Copy the records below line for line, keeping every character unchanged.

[PROVIDED DATA start]

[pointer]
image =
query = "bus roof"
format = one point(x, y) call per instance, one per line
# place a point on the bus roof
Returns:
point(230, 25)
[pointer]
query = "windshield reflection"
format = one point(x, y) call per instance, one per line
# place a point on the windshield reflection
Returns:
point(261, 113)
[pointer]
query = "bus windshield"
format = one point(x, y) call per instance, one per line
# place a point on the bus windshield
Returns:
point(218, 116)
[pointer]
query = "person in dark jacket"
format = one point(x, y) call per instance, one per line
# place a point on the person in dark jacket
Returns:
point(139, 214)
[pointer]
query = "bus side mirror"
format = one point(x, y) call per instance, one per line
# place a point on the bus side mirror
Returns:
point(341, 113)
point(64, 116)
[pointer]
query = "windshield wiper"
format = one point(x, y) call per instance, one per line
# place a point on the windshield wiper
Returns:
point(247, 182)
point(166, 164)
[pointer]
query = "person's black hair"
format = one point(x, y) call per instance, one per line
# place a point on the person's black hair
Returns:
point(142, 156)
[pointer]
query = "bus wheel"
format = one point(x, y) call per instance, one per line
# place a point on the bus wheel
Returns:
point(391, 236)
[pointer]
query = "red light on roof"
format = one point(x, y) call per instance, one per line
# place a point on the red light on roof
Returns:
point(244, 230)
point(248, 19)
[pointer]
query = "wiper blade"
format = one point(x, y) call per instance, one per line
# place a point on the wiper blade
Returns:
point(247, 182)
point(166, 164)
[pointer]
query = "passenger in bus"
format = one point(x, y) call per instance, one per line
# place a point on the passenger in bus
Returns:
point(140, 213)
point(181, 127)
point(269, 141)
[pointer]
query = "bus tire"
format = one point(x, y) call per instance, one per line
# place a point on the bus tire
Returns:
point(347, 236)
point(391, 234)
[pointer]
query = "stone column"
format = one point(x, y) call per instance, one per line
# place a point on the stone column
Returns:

[PROVIDED DATA end]

**ANSWER TO THE TASK**
[pointer]
image =
query = "bus roof"
format = one point(x, y) call per instance, one per line
# place a point on the bus roof
Returns:
point(230, 25)
[pointer]
query = "windshield reflection"
format = one point(x, y) call per instance, one per line
# place a point on the windshield reflection
Returns:
point(261, 113)
[pointer]
query = "bus windshield"
format = one point(x, y) call per instance, one per line
# place a point on the bus windshield
Returns:
point(218, 116)
[pointer]
query = "person in dark jacket"
format = one point(x, y) call per instance, one per line
# place a point on the person in dark jacket
Returns:
point(139, 214)
[pointer]
query = "bus side mirror"
format = one point(x, y) call per instance, one per line
# place a point on the bus side mirror
Returns:
point(341, 113)
point(64, 116)
[pointer]
query = "windshield wiper"
format = one point(x, y) call per instance, one per line
# place a point on the windshield wiper
Returns:
point(247, 182)
point(166, 164)
[pointer]
query = "person's black hair"
format = one point(x, y) call per instance, one per line
# place a point on the person's black hair
Returns:
point(142, 156)
[pointer]
query = "bus wheel"
format = one point(x, y) call per instance, one per line
# place a point on the bus wheel
Returns:
point(391, 236)
[pointer]
query = "red light on roof"
format = one point(x, y) call per instance, one per line
# place a point on the red light on roof
Returns:
point(244, 230)
point(248, 19)
[pointer]
query = "wiper blade"
format = one point(x, y) call per instance, one per line
# place a point on the wiper blade
Returns:
point(247, 182)
point(166, 164)
[pointer]
query = "passenger in bus"
format = one point(x, y) call per instance, one per line
# place a point on the passenger in bus
Returns:
point(140, 213)
point(181, 127)
point(269, 141)
[pointer]
query = "bus tire"
format = one point(x, y) call per instance, one per line
# place a point on the bus tire
Returns:
point(347, 236)
point(391, 234)
[pointer]
query = "stone column"
format = one point(x, y) call per instance, one per line
# place a point on the stone column
Returns:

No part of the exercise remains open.